Content starts

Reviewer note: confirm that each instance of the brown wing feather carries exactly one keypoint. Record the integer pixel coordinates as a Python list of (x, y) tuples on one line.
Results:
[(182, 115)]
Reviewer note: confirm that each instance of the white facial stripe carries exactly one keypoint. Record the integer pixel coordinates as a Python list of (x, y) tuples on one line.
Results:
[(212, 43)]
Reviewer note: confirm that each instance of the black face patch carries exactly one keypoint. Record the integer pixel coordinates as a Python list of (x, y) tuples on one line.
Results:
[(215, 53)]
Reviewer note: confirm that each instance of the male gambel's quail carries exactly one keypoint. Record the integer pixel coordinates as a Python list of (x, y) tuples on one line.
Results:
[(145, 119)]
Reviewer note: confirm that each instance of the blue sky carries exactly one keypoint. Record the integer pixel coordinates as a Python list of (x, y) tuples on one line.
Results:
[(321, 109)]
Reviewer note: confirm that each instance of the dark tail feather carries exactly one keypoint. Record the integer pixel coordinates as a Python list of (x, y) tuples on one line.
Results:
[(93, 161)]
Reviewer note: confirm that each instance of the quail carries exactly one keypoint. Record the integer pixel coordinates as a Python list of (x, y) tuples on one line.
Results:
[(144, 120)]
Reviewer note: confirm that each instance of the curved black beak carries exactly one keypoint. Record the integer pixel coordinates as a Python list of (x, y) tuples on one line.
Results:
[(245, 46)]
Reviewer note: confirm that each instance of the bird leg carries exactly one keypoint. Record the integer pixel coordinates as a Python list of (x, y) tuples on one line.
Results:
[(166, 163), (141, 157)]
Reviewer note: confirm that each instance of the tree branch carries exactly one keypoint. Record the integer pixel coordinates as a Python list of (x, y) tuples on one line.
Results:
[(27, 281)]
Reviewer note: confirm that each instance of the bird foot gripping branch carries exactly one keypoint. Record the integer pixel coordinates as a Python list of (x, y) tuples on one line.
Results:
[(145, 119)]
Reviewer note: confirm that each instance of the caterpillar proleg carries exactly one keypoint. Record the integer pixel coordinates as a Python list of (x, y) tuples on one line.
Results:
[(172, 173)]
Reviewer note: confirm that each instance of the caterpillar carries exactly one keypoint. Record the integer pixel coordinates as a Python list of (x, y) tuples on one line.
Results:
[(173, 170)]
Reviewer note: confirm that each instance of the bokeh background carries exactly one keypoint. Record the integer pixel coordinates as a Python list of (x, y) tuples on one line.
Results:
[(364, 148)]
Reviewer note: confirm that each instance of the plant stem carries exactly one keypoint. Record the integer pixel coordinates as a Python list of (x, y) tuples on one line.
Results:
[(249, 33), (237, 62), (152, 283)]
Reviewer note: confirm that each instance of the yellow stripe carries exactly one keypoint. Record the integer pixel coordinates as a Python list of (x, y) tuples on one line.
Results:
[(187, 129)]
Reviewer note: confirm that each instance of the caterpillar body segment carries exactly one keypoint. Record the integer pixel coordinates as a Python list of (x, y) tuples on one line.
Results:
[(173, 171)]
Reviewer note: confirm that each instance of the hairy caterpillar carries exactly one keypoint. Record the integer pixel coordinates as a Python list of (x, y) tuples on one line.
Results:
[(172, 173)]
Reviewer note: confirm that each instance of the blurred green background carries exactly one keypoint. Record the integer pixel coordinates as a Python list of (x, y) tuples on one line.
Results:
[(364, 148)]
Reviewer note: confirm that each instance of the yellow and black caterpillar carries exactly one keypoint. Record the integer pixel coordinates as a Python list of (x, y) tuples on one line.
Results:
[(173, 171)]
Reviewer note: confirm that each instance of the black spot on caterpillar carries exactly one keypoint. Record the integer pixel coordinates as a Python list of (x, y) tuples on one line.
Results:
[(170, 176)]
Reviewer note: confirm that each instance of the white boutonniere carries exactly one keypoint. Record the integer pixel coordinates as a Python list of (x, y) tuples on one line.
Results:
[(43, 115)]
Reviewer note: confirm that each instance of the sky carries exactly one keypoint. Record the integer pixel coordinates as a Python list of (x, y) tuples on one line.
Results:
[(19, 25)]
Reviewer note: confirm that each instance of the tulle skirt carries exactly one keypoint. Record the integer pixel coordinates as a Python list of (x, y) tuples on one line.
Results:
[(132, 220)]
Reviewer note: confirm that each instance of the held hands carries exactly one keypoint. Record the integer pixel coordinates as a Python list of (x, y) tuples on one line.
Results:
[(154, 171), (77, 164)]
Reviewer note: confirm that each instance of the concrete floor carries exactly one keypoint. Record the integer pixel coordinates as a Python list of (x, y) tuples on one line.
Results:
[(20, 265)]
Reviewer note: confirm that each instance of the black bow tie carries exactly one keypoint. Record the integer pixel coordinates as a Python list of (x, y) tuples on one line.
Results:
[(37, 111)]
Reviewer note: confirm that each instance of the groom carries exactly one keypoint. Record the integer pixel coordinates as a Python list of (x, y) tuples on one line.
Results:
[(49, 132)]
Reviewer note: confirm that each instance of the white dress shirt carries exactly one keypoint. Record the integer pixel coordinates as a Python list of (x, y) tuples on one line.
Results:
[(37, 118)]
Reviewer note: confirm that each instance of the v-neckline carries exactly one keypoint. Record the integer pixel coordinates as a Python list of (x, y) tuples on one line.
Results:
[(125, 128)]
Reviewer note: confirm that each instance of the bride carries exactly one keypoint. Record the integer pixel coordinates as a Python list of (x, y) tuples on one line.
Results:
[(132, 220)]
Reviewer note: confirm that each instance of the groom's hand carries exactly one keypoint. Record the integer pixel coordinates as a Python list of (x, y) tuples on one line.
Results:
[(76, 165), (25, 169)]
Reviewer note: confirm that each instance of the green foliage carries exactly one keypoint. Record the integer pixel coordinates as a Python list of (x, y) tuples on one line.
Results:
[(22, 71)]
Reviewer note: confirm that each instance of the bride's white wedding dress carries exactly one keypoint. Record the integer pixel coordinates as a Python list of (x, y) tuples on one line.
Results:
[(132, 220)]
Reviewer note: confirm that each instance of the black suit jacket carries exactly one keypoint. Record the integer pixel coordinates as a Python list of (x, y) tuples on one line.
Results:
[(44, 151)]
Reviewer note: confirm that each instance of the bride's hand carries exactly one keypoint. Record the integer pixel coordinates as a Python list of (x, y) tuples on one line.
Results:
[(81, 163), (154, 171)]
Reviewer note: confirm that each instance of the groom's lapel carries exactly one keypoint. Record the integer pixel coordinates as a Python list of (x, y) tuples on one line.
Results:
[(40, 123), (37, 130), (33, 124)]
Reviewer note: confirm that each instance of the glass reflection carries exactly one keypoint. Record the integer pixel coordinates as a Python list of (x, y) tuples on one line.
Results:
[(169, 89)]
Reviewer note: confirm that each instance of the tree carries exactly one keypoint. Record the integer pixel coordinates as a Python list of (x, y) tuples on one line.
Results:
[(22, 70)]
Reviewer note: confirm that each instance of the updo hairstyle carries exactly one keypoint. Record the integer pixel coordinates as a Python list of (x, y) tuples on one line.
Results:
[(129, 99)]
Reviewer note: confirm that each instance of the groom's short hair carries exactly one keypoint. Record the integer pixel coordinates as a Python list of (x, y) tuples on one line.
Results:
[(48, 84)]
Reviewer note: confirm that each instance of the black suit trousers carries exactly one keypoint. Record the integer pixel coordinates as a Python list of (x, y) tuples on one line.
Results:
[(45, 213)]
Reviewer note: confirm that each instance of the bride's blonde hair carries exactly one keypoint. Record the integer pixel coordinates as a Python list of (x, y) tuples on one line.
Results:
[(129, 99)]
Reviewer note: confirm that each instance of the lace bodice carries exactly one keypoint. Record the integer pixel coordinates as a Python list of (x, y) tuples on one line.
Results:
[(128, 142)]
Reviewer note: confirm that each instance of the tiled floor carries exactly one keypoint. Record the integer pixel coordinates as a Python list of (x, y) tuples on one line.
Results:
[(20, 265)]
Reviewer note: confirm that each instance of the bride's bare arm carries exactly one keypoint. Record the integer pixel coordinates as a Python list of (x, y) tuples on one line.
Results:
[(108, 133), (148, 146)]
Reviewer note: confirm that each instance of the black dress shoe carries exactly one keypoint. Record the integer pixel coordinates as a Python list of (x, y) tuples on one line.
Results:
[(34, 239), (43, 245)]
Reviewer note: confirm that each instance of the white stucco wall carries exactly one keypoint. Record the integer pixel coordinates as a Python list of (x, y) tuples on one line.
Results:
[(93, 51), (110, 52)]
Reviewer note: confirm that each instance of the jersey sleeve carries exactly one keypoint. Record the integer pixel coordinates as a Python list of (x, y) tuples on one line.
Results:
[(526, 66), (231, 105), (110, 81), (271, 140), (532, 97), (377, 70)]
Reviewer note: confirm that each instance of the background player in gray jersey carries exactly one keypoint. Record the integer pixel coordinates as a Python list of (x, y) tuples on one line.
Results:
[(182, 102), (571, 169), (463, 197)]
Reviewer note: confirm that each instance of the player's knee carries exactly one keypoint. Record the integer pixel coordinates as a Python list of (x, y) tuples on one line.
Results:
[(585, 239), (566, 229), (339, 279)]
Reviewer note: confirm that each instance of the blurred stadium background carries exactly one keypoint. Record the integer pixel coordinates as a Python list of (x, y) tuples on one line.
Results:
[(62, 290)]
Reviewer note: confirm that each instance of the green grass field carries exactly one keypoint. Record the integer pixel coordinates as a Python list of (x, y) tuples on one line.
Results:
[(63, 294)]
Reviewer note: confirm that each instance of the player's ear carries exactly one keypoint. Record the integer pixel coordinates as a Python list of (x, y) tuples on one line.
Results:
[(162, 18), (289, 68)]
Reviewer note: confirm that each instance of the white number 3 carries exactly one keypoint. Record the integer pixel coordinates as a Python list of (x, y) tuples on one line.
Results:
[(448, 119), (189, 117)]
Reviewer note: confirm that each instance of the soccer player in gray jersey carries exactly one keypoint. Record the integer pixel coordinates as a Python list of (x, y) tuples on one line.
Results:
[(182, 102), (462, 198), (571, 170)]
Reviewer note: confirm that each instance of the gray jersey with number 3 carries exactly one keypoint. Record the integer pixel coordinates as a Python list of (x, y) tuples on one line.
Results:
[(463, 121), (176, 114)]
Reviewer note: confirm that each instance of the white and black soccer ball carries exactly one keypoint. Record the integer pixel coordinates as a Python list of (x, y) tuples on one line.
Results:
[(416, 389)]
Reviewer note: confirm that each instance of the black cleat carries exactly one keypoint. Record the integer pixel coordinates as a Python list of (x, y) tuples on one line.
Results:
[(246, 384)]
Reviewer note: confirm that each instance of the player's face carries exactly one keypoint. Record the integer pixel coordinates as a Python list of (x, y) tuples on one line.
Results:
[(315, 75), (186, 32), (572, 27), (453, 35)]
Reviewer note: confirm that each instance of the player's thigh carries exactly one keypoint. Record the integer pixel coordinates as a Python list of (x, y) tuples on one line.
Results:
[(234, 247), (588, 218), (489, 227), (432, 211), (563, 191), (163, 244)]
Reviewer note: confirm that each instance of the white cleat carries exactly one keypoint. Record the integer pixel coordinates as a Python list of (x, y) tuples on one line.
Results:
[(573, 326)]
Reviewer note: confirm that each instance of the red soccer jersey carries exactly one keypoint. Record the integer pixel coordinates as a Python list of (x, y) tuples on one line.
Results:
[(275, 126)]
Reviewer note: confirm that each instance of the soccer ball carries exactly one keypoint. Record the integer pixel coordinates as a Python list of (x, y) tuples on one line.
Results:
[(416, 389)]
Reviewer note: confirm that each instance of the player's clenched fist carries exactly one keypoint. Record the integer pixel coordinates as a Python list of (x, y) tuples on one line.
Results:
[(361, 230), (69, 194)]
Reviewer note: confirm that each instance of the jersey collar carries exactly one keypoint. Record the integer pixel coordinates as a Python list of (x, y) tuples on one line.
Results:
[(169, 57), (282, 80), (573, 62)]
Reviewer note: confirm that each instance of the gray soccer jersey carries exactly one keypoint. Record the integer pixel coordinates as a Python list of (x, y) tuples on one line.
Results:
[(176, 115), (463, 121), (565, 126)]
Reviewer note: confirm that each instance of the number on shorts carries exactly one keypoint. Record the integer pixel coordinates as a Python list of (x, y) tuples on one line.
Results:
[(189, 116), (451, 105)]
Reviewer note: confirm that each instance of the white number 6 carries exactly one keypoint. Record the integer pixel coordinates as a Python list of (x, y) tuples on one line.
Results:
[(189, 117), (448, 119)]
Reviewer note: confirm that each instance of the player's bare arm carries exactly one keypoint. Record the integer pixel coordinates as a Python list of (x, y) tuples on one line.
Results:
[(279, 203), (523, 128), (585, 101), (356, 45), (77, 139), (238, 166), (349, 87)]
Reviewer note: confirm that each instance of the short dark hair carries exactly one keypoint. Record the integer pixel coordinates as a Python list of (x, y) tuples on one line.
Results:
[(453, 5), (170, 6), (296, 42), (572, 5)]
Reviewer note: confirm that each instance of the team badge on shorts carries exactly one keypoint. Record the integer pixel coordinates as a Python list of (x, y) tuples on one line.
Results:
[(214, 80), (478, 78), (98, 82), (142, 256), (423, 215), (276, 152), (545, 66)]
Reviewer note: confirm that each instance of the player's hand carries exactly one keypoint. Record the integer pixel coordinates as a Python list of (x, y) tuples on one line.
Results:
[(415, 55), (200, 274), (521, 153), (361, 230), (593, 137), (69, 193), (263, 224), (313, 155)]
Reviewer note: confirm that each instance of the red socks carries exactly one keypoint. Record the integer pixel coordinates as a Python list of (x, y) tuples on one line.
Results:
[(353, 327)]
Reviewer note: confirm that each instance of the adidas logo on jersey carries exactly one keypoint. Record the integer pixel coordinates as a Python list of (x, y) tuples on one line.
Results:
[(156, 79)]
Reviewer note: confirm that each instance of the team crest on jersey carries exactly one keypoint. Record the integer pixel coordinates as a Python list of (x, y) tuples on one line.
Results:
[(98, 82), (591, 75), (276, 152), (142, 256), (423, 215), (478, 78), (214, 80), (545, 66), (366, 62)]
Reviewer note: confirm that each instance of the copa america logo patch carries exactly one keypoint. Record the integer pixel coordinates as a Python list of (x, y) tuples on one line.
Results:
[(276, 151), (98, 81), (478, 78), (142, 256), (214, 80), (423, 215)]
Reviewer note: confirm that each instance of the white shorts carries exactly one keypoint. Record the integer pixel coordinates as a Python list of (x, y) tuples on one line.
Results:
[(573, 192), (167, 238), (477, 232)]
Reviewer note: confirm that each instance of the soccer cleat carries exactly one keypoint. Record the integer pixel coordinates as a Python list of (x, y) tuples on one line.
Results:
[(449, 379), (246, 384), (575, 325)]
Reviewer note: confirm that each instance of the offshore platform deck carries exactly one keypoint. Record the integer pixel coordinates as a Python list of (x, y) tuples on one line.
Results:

Content ends

■ Exercise aim
The answer is a bare number: how many lines of the records contain the string "cleat"?

■ Solved exercise
3